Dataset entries
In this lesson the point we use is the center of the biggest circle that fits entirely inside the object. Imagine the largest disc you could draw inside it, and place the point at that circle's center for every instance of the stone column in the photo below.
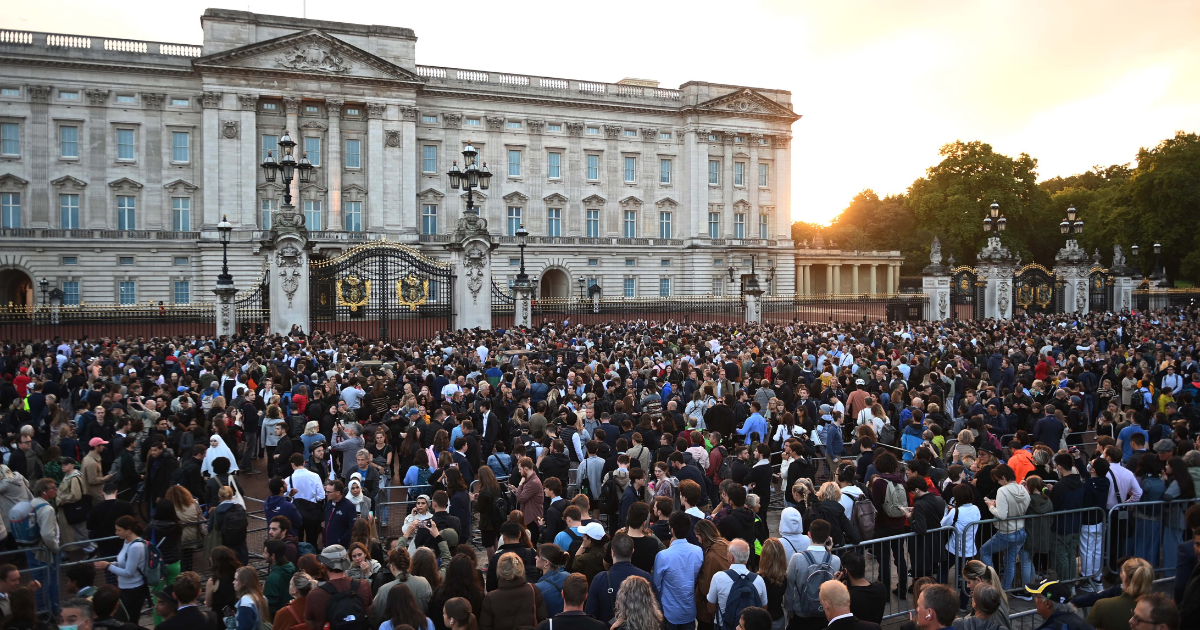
(334, 165)
(227, 313)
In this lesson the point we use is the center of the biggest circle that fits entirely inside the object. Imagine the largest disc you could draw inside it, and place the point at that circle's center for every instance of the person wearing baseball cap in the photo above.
(1053, 603)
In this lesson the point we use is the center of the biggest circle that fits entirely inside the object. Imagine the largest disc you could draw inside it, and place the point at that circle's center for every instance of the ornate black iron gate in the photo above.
(1036, 291)
(965, 294)
(382, 288)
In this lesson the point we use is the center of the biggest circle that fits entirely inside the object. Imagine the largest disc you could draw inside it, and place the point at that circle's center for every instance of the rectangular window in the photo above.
(429, 159)
(593, 167)
(125, 144)
(10, 210)
(312, 215)
(10, 138)
(71, 293)
(271, 144)
(181, 214)
(514, 221)
(429, 219)
(129, 292)
(69, 211)
(126, 215)
(265, 210)
(514, 163)
(593, 223)
(69, 142)
(312, 150)
(353, 216)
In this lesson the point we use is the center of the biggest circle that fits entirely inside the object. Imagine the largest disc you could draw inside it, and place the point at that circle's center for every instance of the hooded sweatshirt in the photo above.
(1012, 499)
(791, 532)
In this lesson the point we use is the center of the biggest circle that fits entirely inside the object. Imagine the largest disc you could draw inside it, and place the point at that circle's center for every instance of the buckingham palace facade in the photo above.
(120, 156)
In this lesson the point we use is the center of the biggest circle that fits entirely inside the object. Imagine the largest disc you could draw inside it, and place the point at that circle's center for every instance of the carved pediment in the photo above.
(748, 102)
(10, 180)
(126, 184)
(310, 52)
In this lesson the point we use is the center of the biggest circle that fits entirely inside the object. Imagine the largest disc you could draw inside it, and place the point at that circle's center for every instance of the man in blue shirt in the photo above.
(676, 570)
(755, 424)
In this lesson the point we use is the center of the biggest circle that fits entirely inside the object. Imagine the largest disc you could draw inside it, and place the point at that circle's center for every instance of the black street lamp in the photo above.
(225, 229)
(287, 166)
(469, 178)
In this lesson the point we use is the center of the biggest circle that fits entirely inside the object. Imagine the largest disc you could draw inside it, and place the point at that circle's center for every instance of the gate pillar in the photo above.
(936, 285)
(996, 265)
(471, 253)
(288, 268)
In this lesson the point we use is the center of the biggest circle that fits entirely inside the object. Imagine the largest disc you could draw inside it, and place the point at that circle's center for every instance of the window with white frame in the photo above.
(514, 220)
(593, 167)
(129, 292)
(312, 215)
(10, 138)
(353, 216)
(430, 159)
(593, 223)
(429, 219)
(125, 148)
(71, 293)
(514, 163)
(180, 147)
(312, 150)
(126, 213)
(69, 142)
(10, 210)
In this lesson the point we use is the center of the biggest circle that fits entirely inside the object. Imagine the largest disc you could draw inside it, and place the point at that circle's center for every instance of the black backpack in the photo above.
(345, 610)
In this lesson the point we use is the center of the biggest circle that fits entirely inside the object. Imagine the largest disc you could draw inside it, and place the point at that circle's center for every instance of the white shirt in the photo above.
(307, 484)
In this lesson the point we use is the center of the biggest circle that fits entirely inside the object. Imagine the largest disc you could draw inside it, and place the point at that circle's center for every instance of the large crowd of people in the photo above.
(625, 475)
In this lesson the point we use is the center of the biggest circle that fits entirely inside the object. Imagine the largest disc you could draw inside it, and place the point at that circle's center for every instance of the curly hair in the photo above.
(636, 605)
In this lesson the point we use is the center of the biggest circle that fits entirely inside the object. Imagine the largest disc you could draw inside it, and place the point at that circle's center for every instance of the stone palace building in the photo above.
(120, 156)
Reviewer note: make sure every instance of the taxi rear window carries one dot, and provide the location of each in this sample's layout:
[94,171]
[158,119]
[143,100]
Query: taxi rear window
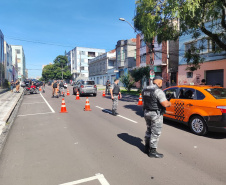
[218,93]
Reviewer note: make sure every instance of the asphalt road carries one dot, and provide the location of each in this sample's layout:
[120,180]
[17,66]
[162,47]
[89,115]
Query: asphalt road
[46,147]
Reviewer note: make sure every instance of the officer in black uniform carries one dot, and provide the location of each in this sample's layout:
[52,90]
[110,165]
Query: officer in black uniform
[154,107]
[115,92]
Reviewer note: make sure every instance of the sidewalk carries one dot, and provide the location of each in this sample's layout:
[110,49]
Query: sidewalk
[8,101]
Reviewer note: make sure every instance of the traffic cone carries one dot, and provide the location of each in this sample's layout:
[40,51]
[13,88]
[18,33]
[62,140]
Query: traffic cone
[103,93]
[87,106]
[68,93]
[77,96]
[140,102]
[63,107]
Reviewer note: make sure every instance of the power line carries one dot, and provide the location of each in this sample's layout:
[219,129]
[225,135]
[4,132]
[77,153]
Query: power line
[39,42]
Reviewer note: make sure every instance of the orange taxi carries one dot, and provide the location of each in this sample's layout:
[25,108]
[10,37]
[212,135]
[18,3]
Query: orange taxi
[202,108]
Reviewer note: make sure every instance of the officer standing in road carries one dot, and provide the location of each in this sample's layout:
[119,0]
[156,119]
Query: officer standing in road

Instructions to follow:
Repeat the lines from the one containing "Reviewer note: make sure every instance of the asphalt" through the end of the listing, exactly and without any other lines; both ends are included.

Worked answer:
Reviewer note: make sure every instance of the asphalt road carries one dot, and provide the location of each in this sample's layout:
[120,180]
[17,66]
[162,47]
[89,115]
Query: asphalt road
[46,147]
Reviewer note: make sure every instance of the officer in black uniform carries one dot, and provide the location of each in this sample's layout:
[52,90]
[110,165]
Query: officer in black uniform
[154,107]
[115,92]
Reviewer note: make sure every instance of the sidewalk carries one dot, and provide the location of each in this sample's layout:
[110,49]
Query: sidewalk
[8,101]
Reviewer note: make sure every instance of the traffic cone carries one dot, and provide the location of each in this sample's layout:
[40,51]
[13,88]
[18,33]
[62,140]
Query: traffic cone
[103,93]
[87,106]
[68,93]
[77,96]
[140,102]
[63,107]
Reviewer note: make sure every instance of the power line carries one dot, and provide the location of each in this sample's layout:
[219,129]
[225,135]
[4,132]
[77,153]
Query: power line
[39,42]
Reviewer note: make sure every instance of the orange taxi carries one dot, and provide the location of each in this sample's layout:
[25,108]
[10,37]
[212,135]
[18,3]
Query: orange taxi
[202,108]
Reviewer note: make sure every instance of the officer standing in road carries one dot, and provide the location of each in this sample's layout:
[119,0]
[156,119]
Query: officer standing in road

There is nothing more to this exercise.